→ Aim of the exercise
Scale the entries from the line with "Audit instructions — the first annotator's boxes for apron" to the line with "[215,43,230,61]", both ends included. Write out each of these lines again, the audit instructions unchanged, with every bounding-box coordinate multiplied by 1.95 and rounded to a whole number, halves rounding up.

╭─ Data rows

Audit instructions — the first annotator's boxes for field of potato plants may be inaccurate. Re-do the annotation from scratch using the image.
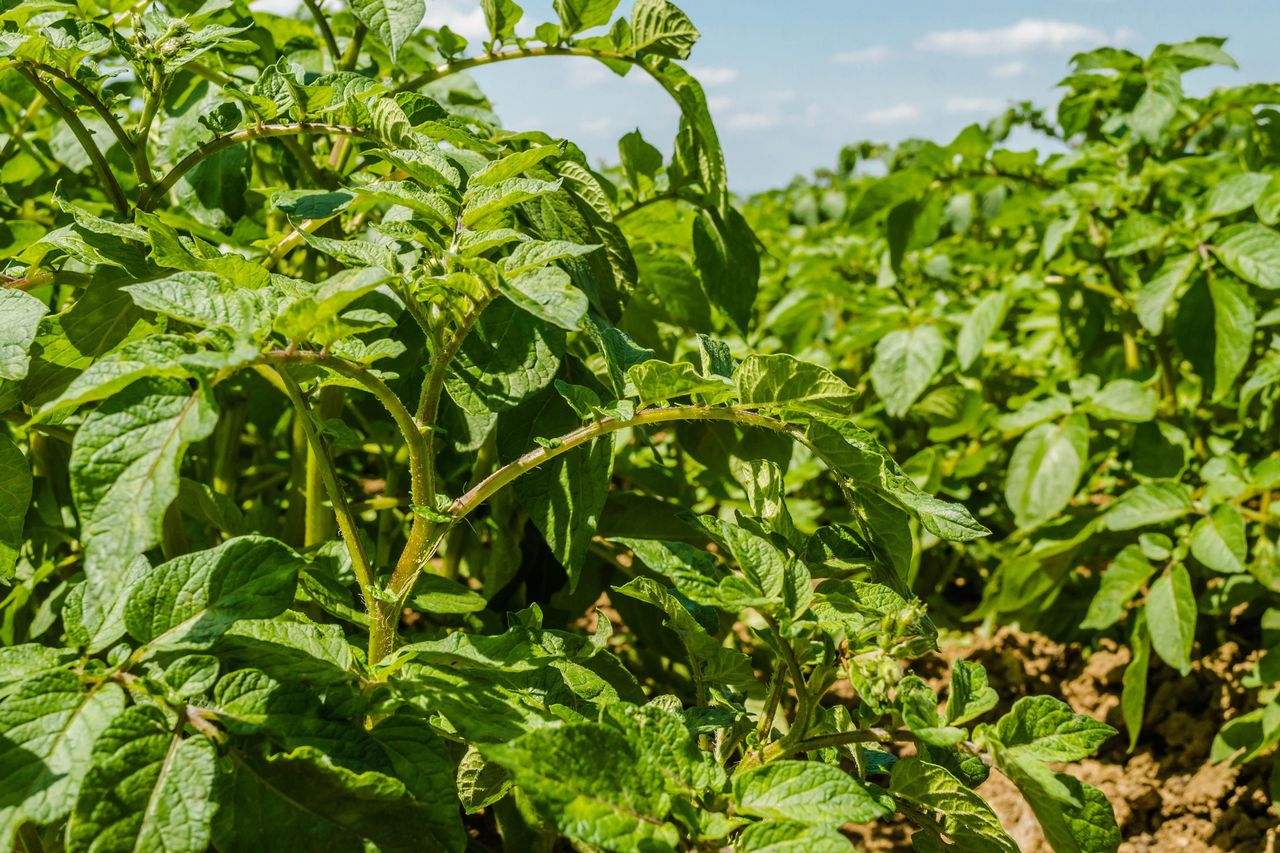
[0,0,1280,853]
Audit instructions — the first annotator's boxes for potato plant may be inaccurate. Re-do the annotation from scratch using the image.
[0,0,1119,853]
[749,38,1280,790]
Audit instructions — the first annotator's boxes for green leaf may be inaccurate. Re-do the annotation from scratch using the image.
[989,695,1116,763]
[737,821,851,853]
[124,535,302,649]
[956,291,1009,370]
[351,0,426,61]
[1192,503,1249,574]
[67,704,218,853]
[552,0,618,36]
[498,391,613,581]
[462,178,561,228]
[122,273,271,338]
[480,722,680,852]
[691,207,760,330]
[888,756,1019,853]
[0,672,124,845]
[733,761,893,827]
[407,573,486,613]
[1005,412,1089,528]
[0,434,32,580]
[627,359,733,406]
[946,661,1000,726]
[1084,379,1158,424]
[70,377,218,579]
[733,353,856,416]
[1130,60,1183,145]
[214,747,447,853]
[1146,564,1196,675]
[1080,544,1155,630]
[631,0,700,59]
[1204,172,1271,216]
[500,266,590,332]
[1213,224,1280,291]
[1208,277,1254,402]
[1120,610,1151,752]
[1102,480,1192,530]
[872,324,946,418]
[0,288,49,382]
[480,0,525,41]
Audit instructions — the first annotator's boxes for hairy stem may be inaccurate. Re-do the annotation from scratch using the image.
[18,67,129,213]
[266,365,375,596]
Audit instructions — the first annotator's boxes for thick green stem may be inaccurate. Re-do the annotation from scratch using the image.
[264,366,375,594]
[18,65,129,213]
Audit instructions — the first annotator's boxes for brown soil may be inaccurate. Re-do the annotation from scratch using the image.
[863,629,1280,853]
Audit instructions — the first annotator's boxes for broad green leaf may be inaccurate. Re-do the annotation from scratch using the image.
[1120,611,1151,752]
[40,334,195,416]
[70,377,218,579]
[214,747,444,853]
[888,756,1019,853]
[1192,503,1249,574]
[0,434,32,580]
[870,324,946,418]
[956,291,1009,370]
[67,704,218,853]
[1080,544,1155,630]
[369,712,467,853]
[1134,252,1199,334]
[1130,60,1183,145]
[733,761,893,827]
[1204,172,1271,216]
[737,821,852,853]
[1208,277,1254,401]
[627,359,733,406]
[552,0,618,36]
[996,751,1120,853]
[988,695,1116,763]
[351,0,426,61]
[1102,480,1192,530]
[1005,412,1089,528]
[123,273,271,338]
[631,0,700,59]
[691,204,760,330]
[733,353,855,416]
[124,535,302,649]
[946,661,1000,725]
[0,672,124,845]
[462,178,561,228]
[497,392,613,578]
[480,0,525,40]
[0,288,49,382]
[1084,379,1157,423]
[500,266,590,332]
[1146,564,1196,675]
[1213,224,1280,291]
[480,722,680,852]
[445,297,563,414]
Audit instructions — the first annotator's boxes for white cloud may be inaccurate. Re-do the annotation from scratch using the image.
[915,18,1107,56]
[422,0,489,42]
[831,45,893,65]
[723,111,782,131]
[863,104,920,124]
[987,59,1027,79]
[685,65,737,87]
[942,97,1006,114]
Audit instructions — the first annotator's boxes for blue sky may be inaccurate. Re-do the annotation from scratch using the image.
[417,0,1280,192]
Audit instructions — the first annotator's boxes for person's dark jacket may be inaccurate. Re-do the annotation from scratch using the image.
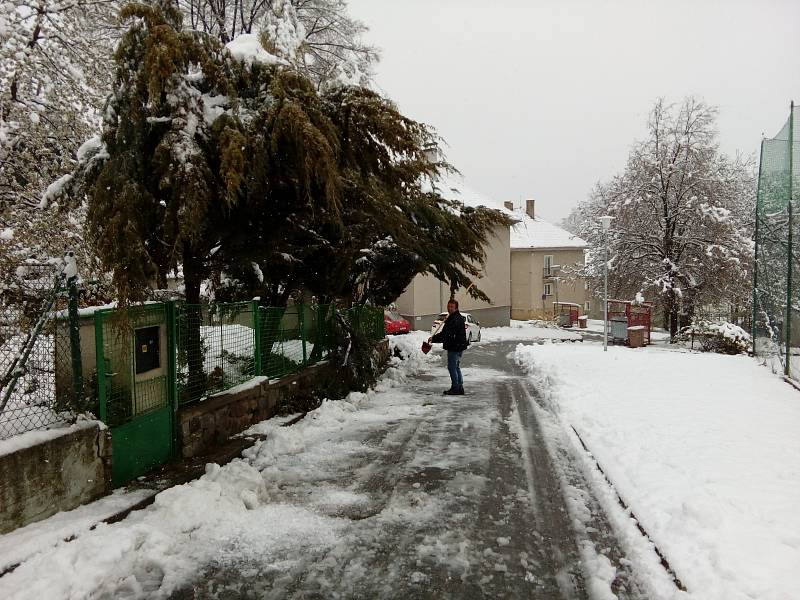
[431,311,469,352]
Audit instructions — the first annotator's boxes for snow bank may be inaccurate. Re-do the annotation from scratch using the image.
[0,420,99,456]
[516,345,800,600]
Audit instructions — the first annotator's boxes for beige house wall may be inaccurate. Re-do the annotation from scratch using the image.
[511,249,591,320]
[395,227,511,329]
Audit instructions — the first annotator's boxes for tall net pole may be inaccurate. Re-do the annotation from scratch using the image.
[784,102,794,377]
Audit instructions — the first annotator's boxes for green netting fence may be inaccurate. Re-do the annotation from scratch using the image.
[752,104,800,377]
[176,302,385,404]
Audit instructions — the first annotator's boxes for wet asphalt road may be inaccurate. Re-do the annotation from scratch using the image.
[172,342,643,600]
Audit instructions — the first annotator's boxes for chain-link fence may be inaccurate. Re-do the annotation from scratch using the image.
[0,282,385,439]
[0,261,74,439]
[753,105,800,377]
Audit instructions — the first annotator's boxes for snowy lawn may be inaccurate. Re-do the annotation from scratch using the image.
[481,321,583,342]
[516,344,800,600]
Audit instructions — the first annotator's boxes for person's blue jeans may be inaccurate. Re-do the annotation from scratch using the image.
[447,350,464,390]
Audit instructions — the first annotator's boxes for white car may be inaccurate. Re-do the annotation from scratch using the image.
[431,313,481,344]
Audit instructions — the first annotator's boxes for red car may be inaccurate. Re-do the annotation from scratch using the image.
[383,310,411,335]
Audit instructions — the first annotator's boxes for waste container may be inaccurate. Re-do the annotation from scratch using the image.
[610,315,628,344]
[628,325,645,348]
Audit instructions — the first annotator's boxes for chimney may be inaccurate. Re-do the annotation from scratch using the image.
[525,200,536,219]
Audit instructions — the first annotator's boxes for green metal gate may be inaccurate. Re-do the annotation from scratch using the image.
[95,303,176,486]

╰─
╭─ Data rows

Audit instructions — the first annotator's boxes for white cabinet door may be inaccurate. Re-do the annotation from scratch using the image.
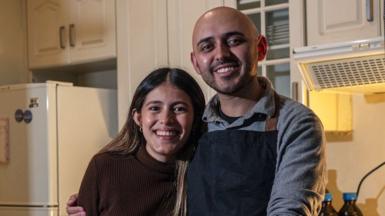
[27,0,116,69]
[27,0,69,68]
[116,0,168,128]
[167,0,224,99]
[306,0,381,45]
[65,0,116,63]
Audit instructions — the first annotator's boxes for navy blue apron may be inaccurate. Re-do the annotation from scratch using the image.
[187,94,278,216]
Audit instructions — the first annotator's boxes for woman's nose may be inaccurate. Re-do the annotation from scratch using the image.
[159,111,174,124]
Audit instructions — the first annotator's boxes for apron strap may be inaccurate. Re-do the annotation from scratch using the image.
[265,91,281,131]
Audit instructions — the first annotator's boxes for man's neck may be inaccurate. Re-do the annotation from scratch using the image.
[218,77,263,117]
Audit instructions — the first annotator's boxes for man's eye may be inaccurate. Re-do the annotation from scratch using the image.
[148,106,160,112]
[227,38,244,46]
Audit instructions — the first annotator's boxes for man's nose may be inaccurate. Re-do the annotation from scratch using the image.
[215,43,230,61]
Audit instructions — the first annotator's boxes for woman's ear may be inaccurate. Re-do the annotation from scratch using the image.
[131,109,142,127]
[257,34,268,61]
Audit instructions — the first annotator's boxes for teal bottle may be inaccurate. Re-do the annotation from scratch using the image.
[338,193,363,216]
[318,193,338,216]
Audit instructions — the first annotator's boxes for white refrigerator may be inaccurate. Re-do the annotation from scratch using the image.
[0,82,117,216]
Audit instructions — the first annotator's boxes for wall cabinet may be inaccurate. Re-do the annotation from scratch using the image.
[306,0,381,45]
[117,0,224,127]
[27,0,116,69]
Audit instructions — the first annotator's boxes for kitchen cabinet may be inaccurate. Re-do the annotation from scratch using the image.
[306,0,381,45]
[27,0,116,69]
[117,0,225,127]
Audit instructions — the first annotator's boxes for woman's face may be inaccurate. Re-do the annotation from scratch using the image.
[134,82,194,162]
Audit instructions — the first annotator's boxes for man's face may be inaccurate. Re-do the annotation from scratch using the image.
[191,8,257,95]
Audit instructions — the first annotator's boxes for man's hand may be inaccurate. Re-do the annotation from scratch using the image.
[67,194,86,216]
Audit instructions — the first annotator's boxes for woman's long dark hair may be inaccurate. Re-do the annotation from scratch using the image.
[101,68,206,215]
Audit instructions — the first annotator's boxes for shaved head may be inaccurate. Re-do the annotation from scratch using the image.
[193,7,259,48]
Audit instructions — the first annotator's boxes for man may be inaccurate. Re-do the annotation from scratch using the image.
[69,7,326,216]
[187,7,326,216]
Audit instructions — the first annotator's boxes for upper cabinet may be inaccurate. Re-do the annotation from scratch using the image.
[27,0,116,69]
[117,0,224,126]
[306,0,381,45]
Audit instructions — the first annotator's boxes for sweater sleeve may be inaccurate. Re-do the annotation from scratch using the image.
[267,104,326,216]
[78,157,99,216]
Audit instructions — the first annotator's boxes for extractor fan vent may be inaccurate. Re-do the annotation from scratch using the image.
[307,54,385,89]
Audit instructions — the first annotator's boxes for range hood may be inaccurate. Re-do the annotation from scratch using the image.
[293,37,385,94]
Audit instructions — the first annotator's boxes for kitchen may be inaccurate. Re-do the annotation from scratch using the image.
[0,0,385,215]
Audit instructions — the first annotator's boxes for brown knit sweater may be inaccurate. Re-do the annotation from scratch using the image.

╰─

→ In response
Audit instructions — the first annotator's boxes for apron strap may be inaccurate. Re-do the annotation from scratch using the image.
[517,177,548,255]
Audit instructions — the first annotator's boxes for man's neck may be inaccurate. Re-do the annotation from scratch using the image.
[425,150,513,228]
Audit instructions — the first annotator's boxes for man's eye may be inaccurate. Re-do the annotation from scratch using the image.
[289,207,312,218]
[443,74,476,90]
Audit instructions — the first annotator's boxes for man's nose may be inaccurate. Re-do the annotation from scratch using the image.
[419,84,449,119]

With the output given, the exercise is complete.